- **SOURCE**
The inner cover 2 and the thick wall 3 each have the one-piece structure, which removes physical gaps between a plurality of lamps from design, so that the structure is more continuous, forming a through-type seamless and uniform lighting effect in static and lit states. In the static state, the thick wall 3 has a through-type structure, so that the structure is uninterrupted and the visual effect is consistent; in the lit state, the light-emitting surface is one-piece and through-type, and the thick wall 3 of the one-piece structure allows the light to be emitted from the light-emitting surface uniformly with no interruption and no obvious dark region.

The two ends of the light source 1, the two ends of the inner cover 2 and the two ends of the thick wall 3 extend towards the two sides of the vehicle to the side lamp regions, and the light source 1 and the reflector 4 extend along an extension direction Y of the thick wall, which may maximize the lighting length, light up a larger area, meet the modeling needs of consumers, and allow the vehicle lamp to more naturally reflect its streamline and lighting artistry. The light source 1 and the reflector 4 extend along the extension direction Y of the thick wall, which may maximize the lighting length, light up a larger area, and meet the modeling needs of consumers.

Along the extension direction Y of the thick wall 3, the thick wall 3 includes a first end 31 and a second end 32, and a distance from the first end 31 to the second end 32 may be set according to the length demand of the through-type lamp, or according to the width of the vehicle, so that the light-emitting surface of the thick wall 3 may meet lighting needs. A length of thick wall 3 may be greater than 1500 mm, which may maximize the lighting length, light up a larger area, meet the modeling needs of consumers, allow the vehicle lamp to more naturally reflect its streamline and lighting artistry, and may better show aesthetic feeling of modeling and lighting of the vehicle lamp to consumers. By means of the cooperation between the inner cover 2 and the thick wall 3, the light is emitted from light-emitting surface uniformly. When the vehicle lamp is viewed from the front, the effect is beautiful, and the brightness of lighting is relatively uniform when the whole thick wall 3 is lit up, thus improving the user experience.

- **MATERIAL**
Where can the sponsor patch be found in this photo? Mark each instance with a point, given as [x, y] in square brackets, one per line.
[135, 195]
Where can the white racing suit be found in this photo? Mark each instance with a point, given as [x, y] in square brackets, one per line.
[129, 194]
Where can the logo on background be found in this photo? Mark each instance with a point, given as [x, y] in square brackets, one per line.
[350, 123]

--

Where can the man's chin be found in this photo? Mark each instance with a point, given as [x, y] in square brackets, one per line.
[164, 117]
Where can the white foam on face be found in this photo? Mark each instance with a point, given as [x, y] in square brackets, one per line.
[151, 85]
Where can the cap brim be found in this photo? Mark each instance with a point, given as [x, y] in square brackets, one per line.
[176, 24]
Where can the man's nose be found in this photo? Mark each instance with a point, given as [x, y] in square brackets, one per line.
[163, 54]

* * *

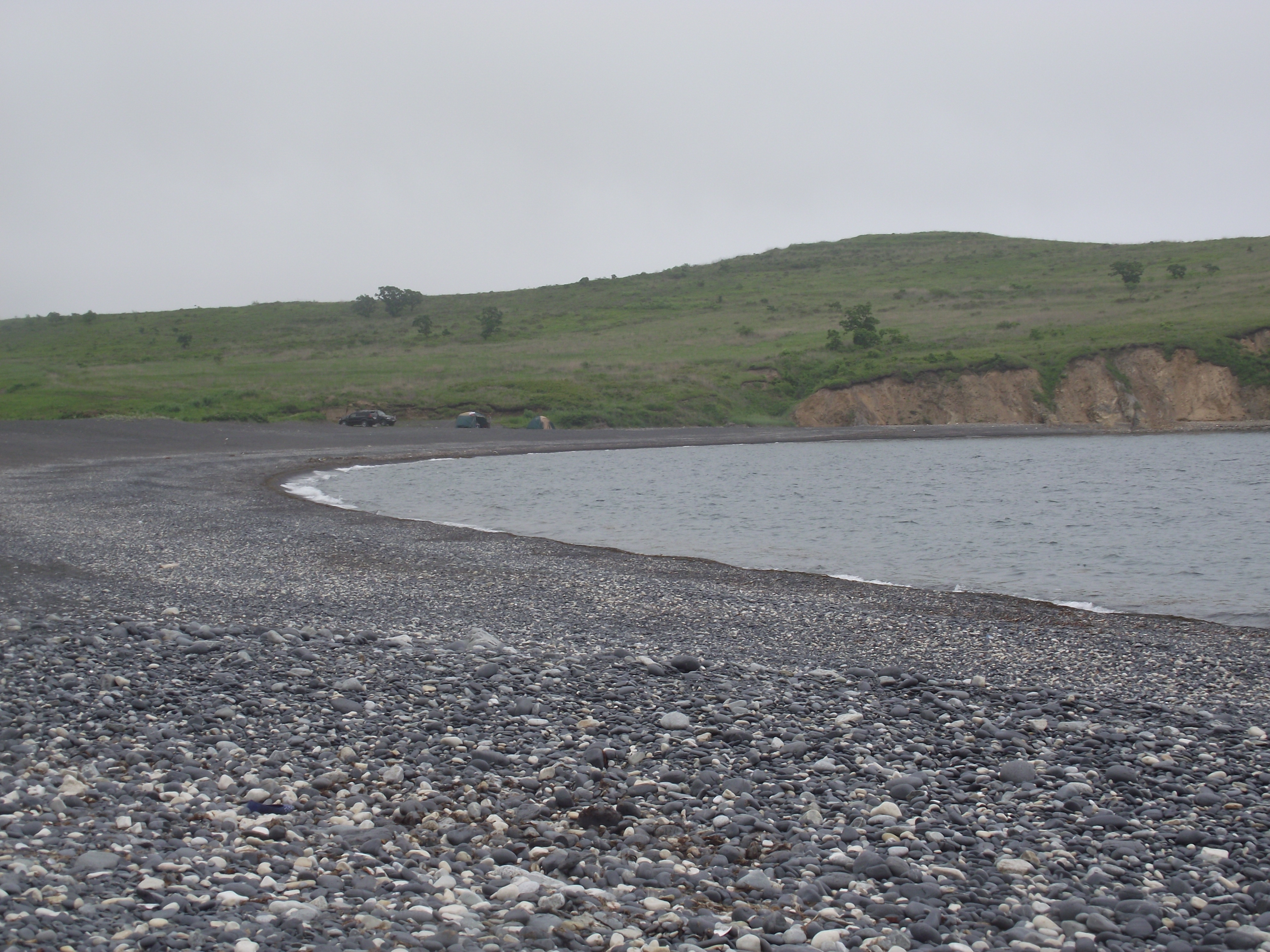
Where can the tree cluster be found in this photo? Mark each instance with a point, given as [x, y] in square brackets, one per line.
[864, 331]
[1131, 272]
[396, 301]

- **REQUIRED WORK**
- A) List every part of the lamp that the lamp description identifies by a reference numeral, giving each name with its numeral.
- B) Retype the passage of the lamp description between "The two ends of the light" and "needs of consumers.", inclusive.
- C) Write the next part of the lamp description, starting after its final sentence.

- **ANSWERS TO THE EXERCISE**
- A) light source 1, inner cover 2, thick wall 3, reflector 4, first end 31, second end 32

- B)
The two ends of the light source 1, the two ends of the inner cover 2 and the two ends of the thick wall 3 extend towards the two sides of the vehicle to the side lamp regions, and the light source 1 and the reflector 4 extend along an extension direction Y of the thick wall, which may maximize the lighting length, light up a larger area, meet the modeling needs of consumers, and allow the vehicle lamp to more naturally reflect its streamline and lighting artistry. The light source 1 and the reflector 4 extend along the extension direction Y of the thick wall, which may maximize the lighting length, light up a larger area, and meet the modeling needs of consumers.

- C)
It should be noted that the inner cover 2 may be made of any materials that meet the light transmittance requirements. In some embodiments, the inner cover 2 is made of a material with light transmittance greater than or equal to 90%. In some embodiments, the inner cover 2 is a thin-walled injection molded member for optical homogenization. The thick wall 3 may be made of any materials that meet the light transmittance requirements. In some embodiments, the thick wall 3 is made of a material with light transmittance greater than or equal to 90%. In some embodiments, the thick wall 3 is an injection molded member for optical homogenization. The reflector 4 may be made of a metal or plastic. In some embodiments, the reflector 4 is aluminized or non-aluminized plastic injection molded member for light focusing.

It should also be noted that the inner cover 2 may be made of a light diffusion material. In some embodiments, the inner cover 2 may be a polycarbonate (PC) light diffusion plastic, i.e., a light-transmitting but opaque light diffusion material particle formed by using a transparent PC plastic as a base material, adding a certain proportion of light diffusion agent and other additives, and polymerizing them through a special process. In some embodiments, the light diffusion materials may be made by adding materials that scatter light, such as BaSO4, to a colorless transparent PC base material. In some embodiments, the light diffusion materials may further be made by adding materials that scatter light, such as macromolecular cluster materials, to the colorless transparent PC base material. In some embodiments, the inner cover 2 is made by adding BaSO4 or macromolecular cluster materials to the colorless transparent PC base material.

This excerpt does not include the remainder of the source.